(WORK TO BE COMPLETED) Quote word for word from the line holding "Expected output: one marker per instance of the dirt" to the last line below, including both, and omit any pictures.
START INFORMATION SHOWN
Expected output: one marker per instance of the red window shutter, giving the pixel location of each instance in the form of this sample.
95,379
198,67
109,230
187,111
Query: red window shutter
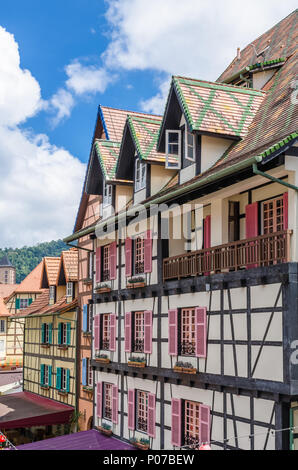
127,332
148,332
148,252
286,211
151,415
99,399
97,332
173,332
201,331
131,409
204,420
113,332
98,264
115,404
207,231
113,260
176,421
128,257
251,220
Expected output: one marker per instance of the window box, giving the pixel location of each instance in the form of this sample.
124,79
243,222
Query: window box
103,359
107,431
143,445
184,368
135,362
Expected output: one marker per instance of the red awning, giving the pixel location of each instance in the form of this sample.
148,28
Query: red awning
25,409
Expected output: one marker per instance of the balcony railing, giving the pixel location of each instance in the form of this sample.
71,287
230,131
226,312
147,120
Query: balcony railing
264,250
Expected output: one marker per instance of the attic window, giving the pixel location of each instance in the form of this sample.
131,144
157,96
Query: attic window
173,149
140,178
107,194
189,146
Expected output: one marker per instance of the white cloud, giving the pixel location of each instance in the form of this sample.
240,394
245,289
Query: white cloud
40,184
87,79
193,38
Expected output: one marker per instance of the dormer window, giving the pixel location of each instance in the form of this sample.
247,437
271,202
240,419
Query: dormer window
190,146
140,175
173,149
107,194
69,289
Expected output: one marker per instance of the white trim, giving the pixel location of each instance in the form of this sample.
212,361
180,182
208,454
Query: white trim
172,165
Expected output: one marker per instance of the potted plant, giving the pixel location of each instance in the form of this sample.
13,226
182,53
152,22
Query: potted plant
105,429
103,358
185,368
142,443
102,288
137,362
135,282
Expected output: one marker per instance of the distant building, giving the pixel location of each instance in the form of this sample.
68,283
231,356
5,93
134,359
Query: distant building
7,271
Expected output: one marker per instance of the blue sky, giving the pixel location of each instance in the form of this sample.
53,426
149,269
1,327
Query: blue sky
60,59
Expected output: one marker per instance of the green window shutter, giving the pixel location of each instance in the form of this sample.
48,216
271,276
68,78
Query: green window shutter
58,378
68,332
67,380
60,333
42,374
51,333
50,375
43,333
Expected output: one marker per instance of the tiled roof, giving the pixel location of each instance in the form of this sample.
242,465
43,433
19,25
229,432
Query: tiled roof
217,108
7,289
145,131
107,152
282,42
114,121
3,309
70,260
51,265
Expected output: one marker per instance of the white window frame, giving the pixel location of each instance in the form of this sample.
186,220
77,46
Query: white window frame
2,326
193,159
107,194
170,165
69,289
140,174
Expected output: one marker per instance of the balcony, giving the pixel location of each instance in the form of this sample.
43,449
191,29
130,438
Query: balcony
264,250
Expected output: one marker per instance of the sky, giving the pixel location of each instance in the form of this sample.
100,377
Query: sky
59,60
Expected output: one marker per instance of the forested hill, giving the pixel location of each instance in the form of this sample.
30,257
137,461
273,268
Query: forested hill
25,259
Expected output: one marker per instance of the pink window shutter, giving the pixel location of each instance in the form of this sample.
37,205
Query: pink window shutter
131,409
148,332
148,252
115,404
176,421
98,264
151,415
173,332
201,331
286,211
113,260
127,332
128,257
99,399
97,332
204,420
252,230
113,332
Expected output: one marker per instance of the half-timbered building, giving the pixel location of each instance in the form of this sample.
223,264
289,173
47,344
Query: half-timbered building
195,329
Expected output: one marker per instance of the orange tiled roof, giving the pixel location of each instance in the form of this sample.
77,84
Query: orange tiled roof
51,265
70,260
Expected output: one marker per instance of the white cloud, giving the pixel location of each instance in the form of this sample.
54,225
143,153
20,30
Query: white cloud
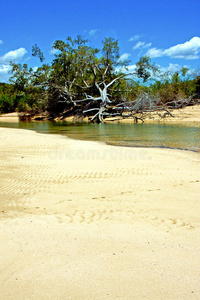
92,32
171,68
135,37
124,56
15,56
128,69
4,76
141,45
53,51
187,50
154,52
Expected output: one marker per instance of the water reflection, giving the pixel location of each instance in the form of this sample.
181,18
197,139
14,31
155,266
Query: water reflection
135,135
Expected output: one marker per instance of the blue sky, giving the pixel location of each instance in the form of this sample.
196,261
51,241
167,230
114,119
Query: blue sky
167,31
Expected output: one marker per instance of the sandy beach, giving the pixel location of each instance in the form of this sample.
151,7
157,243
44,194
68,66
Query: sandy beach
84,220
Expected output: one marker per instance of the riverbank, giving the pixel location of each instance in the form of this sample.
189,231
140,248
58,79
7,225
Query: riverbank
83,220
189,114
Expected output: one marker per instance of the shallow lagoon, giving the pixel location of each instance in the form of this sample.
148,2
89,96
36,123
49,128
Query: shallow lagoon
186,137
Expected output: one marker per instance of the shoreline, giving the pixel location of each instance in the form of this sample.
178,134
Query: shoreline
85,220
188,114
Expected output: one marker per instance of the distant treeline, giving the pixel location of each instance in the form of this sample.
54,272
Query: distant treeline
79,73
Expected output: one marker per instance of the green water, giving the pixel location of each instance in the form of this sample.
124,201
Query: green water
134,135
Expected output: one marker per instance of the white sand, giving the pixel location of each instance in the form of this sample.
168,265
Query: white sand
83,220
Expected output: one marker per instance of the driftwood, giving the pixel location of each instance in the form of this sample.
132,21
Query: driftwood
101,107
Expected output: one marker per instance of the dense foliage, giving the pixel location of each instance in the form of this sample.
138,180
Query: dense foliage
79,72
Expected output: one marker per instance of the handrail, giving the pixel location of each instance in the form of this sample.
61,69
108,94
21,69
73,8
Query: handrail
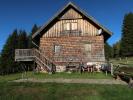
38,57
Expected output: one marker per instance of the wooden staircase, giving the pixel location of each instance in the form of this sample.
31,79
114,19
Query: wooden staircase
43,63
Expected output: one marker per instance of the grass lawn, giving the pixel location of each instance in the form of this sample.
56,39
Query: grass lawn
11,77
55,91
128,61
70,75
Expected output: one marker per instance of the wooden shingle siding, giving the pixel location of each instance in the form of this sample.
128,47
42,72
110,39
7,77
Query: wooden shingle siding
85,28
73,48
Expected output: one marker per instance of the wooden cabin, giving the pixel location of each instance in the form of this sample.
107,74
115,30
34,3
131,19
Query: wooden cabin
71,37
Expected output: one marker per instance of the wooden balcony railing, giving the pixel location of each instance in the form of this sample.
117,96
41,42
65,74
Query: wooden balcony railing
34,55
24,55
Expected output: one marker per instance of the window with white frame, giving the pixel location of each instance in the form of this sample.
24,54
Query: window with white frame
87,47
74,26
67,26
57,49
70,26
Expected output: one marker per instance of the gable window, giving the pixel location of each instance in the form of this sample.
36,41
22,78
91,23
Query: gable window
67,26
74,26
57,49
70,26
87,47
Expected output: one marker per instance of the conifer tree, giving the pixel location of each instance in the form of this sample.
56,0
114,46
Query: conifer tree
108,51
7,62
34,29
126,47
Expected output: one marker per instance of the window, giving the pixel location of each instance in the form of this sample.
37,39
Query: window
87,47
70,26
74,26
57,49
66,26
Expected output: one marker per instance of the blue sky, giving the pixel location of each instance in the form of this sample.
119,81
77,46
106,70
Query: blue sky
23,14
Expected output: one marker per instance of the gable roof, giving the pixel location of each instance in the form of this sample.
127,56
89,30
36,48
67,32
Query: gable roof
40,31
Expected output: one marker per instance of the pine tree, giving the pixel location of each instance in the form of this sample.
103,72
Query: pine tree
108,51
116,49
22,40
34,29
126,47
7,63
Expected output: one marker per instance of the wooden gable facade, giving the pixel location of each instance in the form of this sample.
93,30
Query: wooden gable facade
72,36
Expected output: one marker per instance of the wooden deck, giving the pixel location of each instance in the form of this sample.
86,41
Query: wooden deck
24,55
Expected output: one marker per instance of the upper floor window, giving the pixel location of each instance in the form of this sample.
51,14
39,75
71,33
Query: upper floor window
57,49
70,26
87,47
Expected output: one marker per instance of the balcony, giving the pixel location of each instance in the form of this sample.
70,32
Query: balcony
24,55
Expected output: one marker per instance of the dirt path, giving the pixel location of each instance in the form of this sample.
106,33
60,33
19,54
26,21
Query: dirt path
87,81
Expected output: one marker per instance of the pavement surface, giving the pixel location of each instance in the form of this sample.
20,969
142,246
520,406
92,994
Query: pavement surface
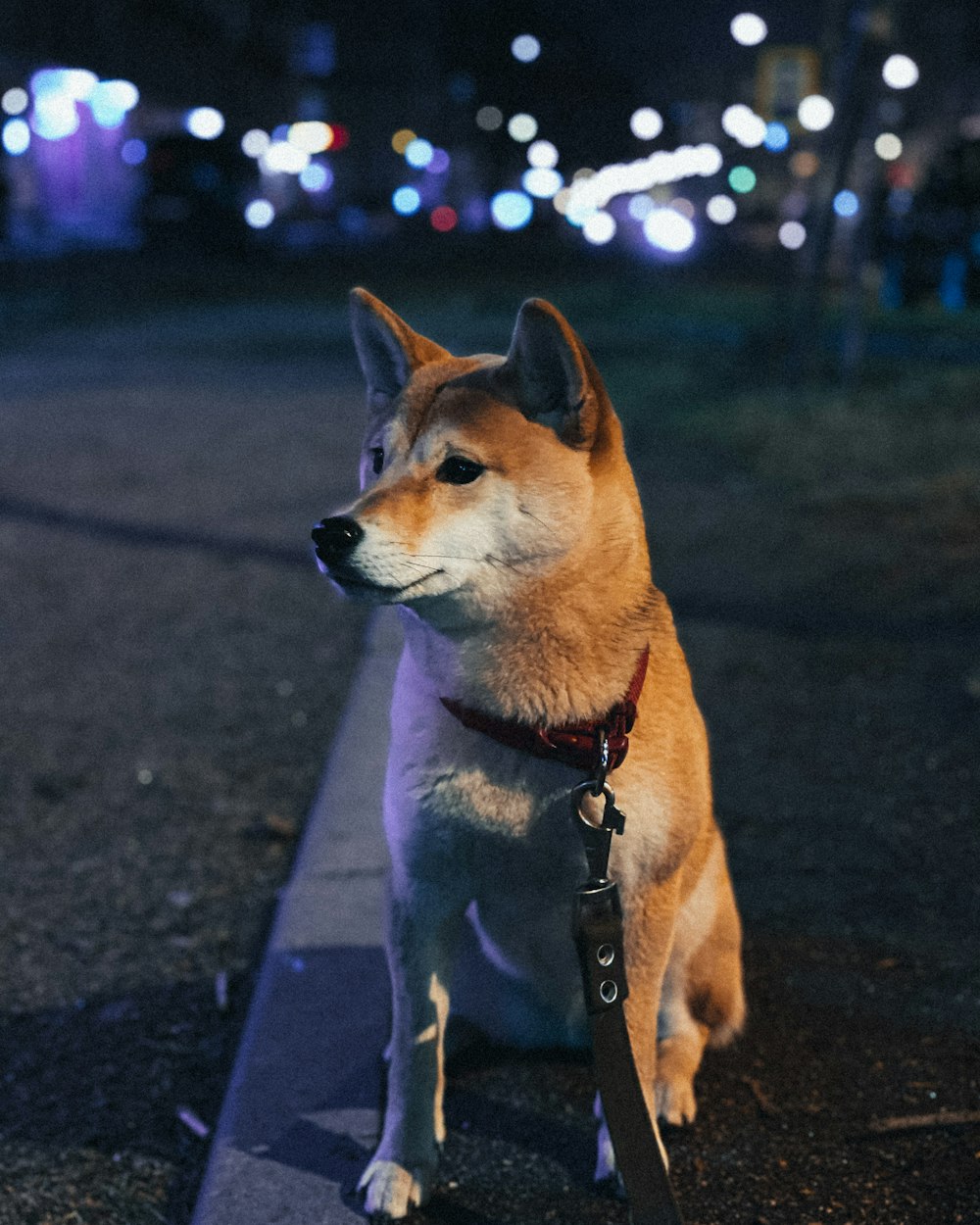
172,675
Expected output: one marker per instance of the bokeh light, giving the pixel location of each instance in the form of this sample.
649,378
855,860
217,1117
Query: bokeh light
END INFORMATION SHOWN
(FINISHED EXERCISE)
Expected output: one marker per instance of the dirt path, giving the pixel location of each instance in the form of this sample.
106,33
60,33
19,54
26,21
Query: dirt path
87,81
Expected output: one marker per instance of the pavement surface, giving the pixel location of each instance in the form of this sample.
20,969
142,246
520,406
92,994
Query: pavement surface
172,675
Expected output: one marker per instance of the bokeh light, giving the pixel location of each instance in the form of this sample.
649,378
855,860
217,1117
Query: bokeh light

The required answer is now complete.